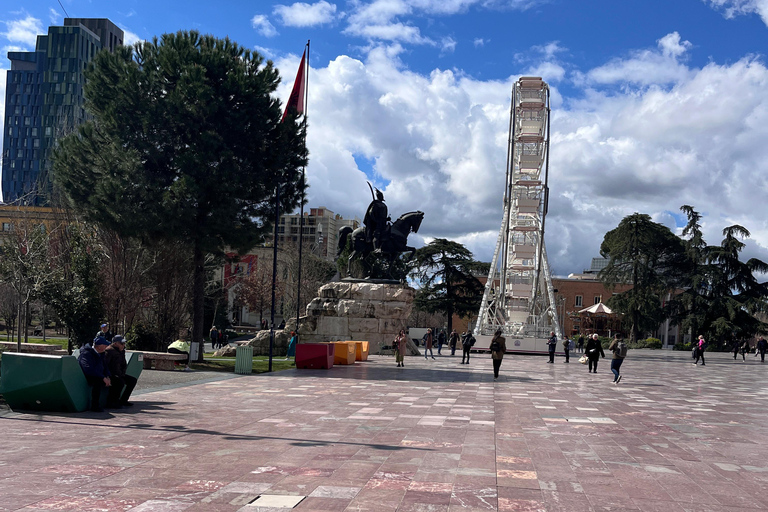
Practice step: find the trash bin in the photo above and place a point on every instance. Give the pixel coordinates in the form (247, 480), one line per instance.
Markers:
(244, 360)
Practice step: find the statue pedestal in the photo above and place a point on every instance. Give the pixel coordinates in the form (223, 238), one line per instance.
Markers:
(357, 310)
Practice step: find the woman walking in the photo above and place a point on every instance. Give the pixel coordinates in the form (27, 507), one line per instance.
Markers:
(498, 347)
(400, 344)
(428, 344)
(594, 351)
(700, 346)
(619, 352)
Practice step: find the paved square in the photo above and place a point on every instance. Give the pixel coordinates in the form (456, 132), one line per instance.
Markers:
(433, 436)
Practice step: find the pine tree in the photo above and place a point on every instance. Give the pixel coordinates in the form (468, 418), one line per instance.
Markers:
(648, 256)
(445, 270)
(185, 144)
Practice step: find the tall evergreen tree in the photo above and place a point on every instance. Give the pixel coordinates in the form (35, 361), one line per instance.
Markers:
(689, 307)
(648, 256)
(445, 271)
(185, 144)
(734, 292)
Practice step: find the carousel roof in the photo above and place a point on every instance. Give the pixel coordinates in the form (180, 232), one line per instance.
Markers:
(598, 308)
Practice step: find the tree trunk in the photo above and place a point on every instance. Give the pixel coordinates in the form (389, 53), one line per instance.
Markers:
(198, 298)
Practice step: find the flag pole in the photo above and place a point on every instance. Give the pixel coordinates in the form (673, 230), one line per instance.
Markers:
(301, 212)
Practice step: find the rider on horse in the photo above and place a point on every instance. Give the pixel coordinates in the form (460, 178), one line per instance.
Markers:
(376, 221)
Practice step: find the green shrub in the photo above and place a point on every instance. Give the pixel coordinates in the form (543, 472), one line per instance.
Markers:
(653, 343)
(142, 337)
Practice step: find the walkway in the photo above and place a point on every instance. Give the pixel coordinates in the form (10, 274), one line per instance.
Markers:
(433, 436)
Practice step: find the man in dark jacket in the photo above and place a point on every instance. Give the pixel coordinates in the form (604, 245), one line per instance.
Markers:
(552, 346)
(594, 351)
(117, 365)
(94, 367)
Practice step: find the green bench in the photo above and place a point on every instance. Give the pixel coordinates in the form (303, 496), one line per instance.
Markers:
(37, 382)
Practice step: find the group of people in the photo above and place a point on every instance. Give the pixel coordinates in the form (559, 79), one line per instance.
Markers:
(454, 339)
(104, 366)
(498, 347)
(400, 345)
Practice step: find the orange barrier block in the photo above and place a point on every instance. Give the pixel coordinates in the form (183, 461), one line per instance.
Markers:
(344, 352)
(314, 355)
(361, 350)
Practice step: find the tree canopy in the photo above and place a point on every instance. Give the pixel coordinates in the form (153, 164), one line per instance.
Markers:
(445, 270)
(648, 256)
(185, 143)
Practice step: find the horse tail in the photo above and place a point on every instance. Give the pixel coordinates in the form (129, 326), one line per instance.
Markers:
(343, 234)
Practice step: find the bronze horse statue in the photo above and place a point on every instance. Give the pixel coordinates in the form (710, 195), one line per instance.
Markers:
(393, 244)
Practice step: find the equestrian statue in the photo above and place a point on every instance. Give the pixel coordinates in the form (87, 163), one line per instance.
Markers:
(379, 235)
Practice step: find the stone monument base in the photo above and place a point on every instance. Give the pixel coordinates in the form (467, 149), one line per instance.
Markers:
(360, 311)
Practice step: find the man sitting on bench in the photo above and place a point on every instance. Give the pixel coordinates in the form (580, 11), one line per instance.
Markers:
(117, 365)
(94, 367)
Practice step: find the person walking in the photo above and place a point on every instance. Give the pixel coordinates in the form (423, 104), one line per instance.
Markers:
(214, 334)
(743, 349)
(466, 344)
(440, 341)
(594, 351)
(292, 345)
(498, 348)
(400, 344)
(552, 345)
(619, 349)
(762, 346)
(428, 344)
(453, 340)
(700, 346)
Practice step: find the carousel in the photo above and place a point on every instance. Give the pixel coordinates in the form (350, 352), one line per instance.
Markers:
(599, 319)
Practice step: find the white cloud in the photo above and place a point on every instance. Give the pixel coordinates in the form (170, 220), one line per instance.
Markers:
(129, 37)
(263, 26)
(23, 31)
(306, 15)
(396, 20)
(647, 67)
(54, 16)
(732, 8)
(448, 45)
(269, 53)
(439, 141)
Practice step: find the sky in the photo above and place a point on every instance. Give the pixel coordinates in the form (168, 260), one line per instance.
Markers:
(655, 104)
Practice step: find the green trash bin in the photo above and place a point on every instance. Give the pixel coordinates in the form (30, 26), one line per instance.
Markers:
(244, 360)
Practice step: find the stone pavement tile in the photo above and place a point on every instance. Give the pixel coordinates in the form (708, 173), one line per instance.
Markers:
(565, 502)
(468, 497)
(611, 503)
(334, 504)
(375, 500)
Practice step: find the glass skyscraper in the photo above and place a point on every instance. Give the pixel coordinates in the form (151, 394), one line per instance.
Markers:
(44, 101)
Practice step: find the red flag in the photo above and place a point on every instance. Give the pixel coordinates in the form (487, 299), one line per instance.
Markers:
(296, 100)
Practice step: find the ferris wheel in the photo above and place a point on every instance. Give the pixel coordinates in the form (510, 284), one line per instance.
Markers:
(519, 297)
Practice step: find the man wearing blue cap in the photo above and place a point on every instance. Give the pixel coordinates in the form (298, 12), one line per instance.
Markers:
(94, 367)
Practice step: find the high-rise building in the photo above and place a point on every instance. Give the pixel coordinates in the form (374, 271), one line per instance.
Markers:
(44, 101)
(320, 231)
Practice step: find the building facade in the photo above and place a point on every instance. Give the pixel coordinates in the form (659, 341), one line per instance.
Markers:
(320, 231)
(44, 101)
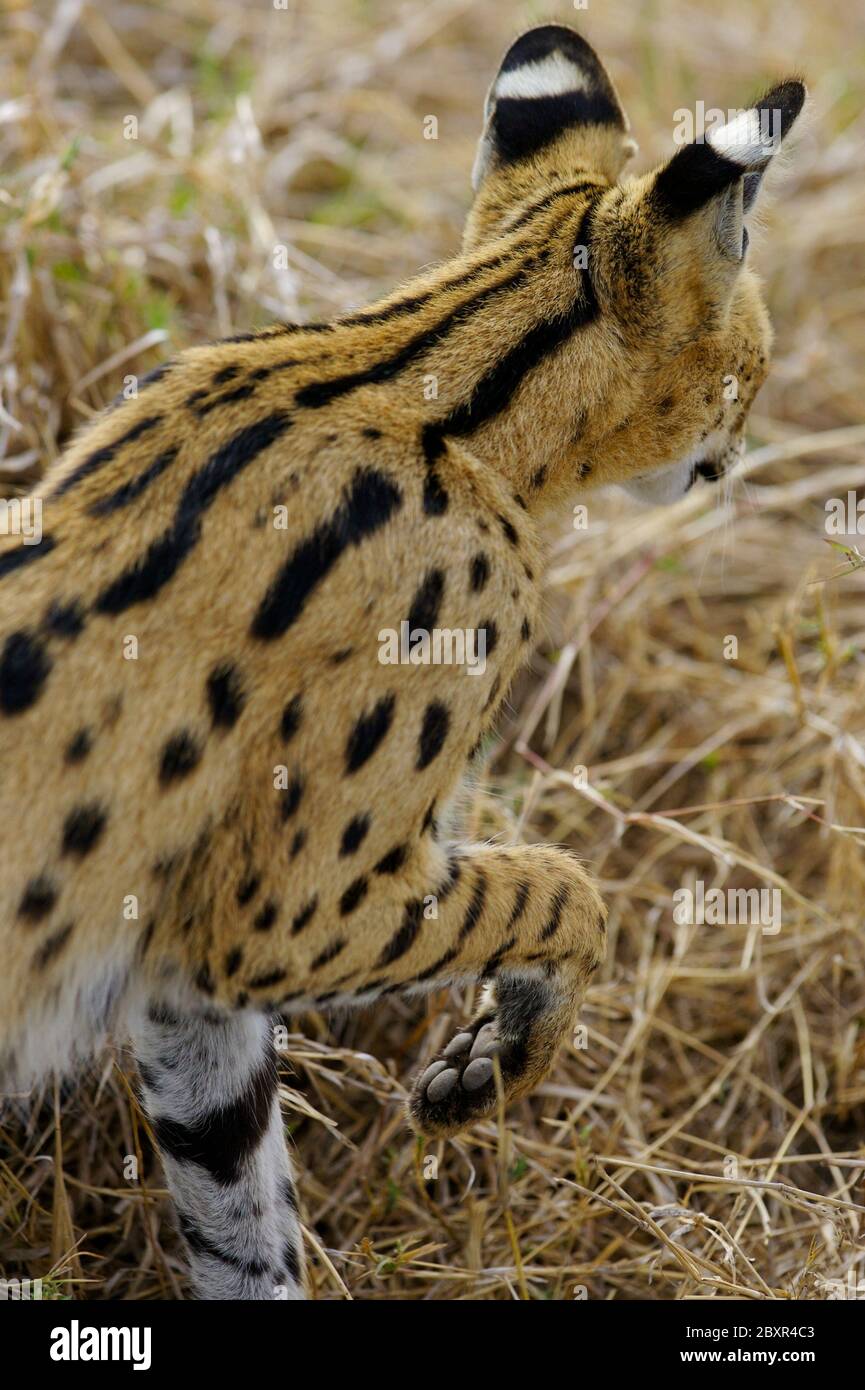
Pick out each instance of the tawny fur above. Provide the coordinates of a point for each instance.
(245, 893)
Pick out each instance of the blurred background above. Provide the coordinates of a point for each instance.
(173, 173)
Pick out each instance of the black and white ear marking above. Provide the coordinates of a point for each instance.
(551, 79)
(729, 166)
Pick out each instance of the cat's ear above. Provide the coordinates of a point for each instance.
(551, 82)
(722, 173)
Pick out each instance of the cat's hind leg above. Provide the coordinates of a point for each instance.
(209, 1083)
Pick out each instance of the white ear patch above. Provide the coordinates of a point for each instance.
(547, 77)
(750, 139)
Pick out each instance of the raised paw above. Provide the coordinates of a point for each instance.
(459, 1087)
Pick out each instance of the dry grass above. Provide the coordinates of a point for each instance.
(708, 1141)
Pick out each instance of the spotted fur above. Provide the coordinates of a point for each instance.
(217, 802)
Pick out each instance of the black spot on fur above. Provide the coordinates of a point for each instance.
(163, 558)
(319, 394)
(128, 492)
(403, 940)
(559, 902)
(291, 798)
(435, 495)
(263, 982)
(369, 503)
(79, 745)
(427, 602)
(248, 890)
(491, 635)
(100, 456)
(267, 916)
(84, 829)
(433, 733)
(291, 717)
(474, 909)
(223, 375)
(223, 1139)
(353, 834)
(353, 895)
(181, 756)
(369, 733)
(39, 897)
(66, 619)
(50, 948)
(392, 861)
(296, 845)
(480, 571)
(24, 669)
(225, 695)
(305, 916)
(328, 954)
(232, 962)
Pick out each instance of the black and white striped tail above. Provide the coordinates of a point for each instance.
(210, 1090)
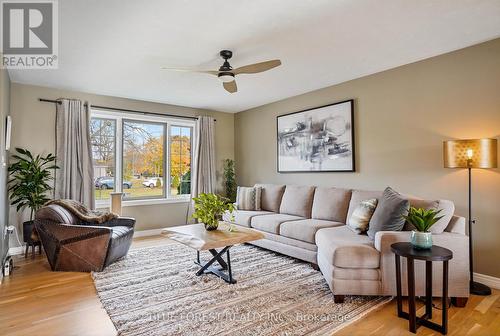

______

Please output only the lines running from the one that holds "Pick out each instance of the black and white striped" through the last line of the entries, both ends included, without any images.

Pick out each instance of the black and white striped tail above. Provide the coordinates of a point for each instance.
(210, 1090)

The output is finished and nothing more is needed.